[[ EXTRACTED TEXT, beginning ]]
From a tax policy perspective, the excise tax appears intended to create a sort of parity between tax-exempt organizations and publicly held corporations. Under section 162(m),1 publicly held corporations generally cannot deduct compensation in excess of $1 million per year with respect to certain employees. Effectively, this increases the tax owed by publicly held corporations by the product of those excess amounts and the corporate tax rate, currently 21%, the same rate as the excise tax now applied to tax-exempt organizations. 
 
The purpose of this article is to explain how the new excise tax is determined, and identify some planning options available to mitigate its effects on current and deferred compensation paid to highly-compensated employees. For example, and as further detailed below:
 
  • Certain state universities, colleges, and hospitals may wish to explore whether to give up their 501(c)(3) exemptions and, instead, rely on their status as a “political subdivision” or as “an integral part of a state or local government” in order to remain exempt from both federal income tax and this new excise tax.
  • Tax-exempt organizations may seek to utilize “split dollar loan arrangements,” an alternative to traditional unfunded deferred compensation arrangements, because the loans utilized to provide the employee with a deferred benefit do not constitute “remuneration” for purposes of the $1 million threshold. 
  • If portions of an employee’s compensation could appropriately be paid by an affiliate which is not a related organization for this purpose, such as an unrelated management company, tax-exempt organizations may consider bifurcating that compensation between those entities in order to reduce or avoid the excise tax.
  • For tax-exempt organizations that become subject to the excise tax, establishing the “rebuttable presumption of reasonableness” with respect to the payment of more than $1 million in annual “remuneration” will become even more important.
[[ EXTRACTED TEXT, end ]]
[[ RECORDS SHOWN, beginning ]]
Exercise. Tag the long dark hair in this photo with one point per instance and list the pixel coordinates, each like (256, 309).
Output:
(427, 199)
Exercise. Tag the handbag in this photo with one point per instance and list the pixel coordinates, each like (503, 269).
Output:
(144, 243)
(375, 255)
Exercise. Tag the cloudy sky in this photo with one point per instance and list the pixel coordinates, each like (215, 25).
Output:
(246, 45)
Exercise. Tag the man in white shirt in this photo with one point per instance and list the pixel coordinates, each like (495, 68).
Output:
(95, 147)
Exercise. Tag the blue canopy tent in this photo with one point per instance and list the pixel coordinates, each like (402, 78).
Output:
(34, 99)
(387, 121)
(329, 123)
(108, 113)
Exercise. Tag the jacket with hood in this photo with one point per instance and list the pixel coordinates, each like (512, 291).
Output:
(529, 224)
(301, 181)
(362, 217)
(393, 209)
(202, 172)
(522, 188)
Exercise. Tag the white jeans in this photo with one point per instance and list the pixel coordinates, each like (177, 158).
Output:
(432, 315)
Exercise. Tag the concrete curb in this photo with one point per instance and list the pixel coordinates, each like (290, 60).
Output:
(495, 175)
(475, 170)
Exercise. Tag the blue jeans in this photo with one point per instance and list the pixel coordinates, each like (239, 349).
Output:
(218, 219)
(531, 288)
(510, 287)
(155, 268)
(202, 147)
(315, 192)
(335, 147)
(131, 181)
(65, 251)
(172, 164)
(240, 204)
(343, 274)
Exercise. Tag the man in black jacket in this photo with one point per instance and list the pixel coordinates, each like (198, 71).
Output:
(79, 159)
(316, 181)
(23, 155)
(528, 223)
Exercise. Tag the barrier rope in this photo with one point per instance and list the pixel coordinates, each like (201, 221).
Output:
[[ RECORDS SHOWN, end ]]
» **TASK DETAILS**: Please continue the article on the excise tax for tax-exempt organizations' high pay, starting right after its last bullet point.

» **ANSWER TO THIS PROBLEM**:
In General
 
Prior to the 2017 enactment of the new excise tax, tax-exempt organizations were not subject to taxation on any compensation or benefits paid to their executives, so as long as the amounts paid were considered reasonable in relation to the services provided to the organization. It was only in situations where some element or all of the compensation or benefits was unreasonable that the organization’s tax-exempt status could be in jeopardy because the excessive amount could result in a violation of the prohibition against the private inurement of net earnings. In addition, in the case of section 501(c)(3) charitable organizations and section 501(c)(4) social welfare organizations, the recipient of the unreasonable compensation and those who knowingly approved it could be subject to the excise taxes imposed by section 4958, the so-called “intermediate sanctions” provision.
 
Section 4960 now imposes an excise tax on tax-exempt organization executive compensation equal to 21 percent2 of: (i) “remuneration” (other than any excess parachute payment) in excess of $1 million paid to a “covered employee” by an “applicable tax-exempt organization” for a tax year, plus (ii) any “excess parachute payment” paid by an applicable tax-exempt organization to a covered employee other than an employee who is not “highly compensated.”3 The 21% excise tax is imposed on excess parachute payments even if the covered employee’s total remuneration does not exceed the $1 million threshold. Remuneration paid by a “related” entity is added to the calculation of total remuneration.
 
Tax-exempt organizations can expect to continue to have to pay market rates for recruiting and retention purposes, and still compete with for-profits for talent. The authors expect that the new provision may put added pressure on compensation determinations in any case where the excise tax will or could become payable (compensation in excess of $1 million or golden parachute severance arrangements). In those cases, it may be even more important to meet the requirements to establish the “rebuttable presumption of reasonableness” and procure opinions from compensation and tax counsel as to the reasonableness of the overall compensation package in each such case (with updates as appropriate).
 
Particularly in the case of compensation owed under employment agreements already in effect, the obligation to make these excise tax payments when paying reasonable compensation (or a reasonable separation payment pursuant to a “golden parachute” arrangement) should not amount to an automatic excess benefit transaction, private inurement or a violation of the limitation on private benefit.
 
Affected tax-exempt organizations should maintain and regularly update a roster of their covered employees and related entities, and track the total amount of remuneration being paid. If compensation could appropriately be paid by an affiliate which is not a related organization for this purpose, as further described below, tax-exempt organizations may wish to consider bifurcating a covered employee’s compensation to reduce or avoid the excise tax.
 
“Covered Employees”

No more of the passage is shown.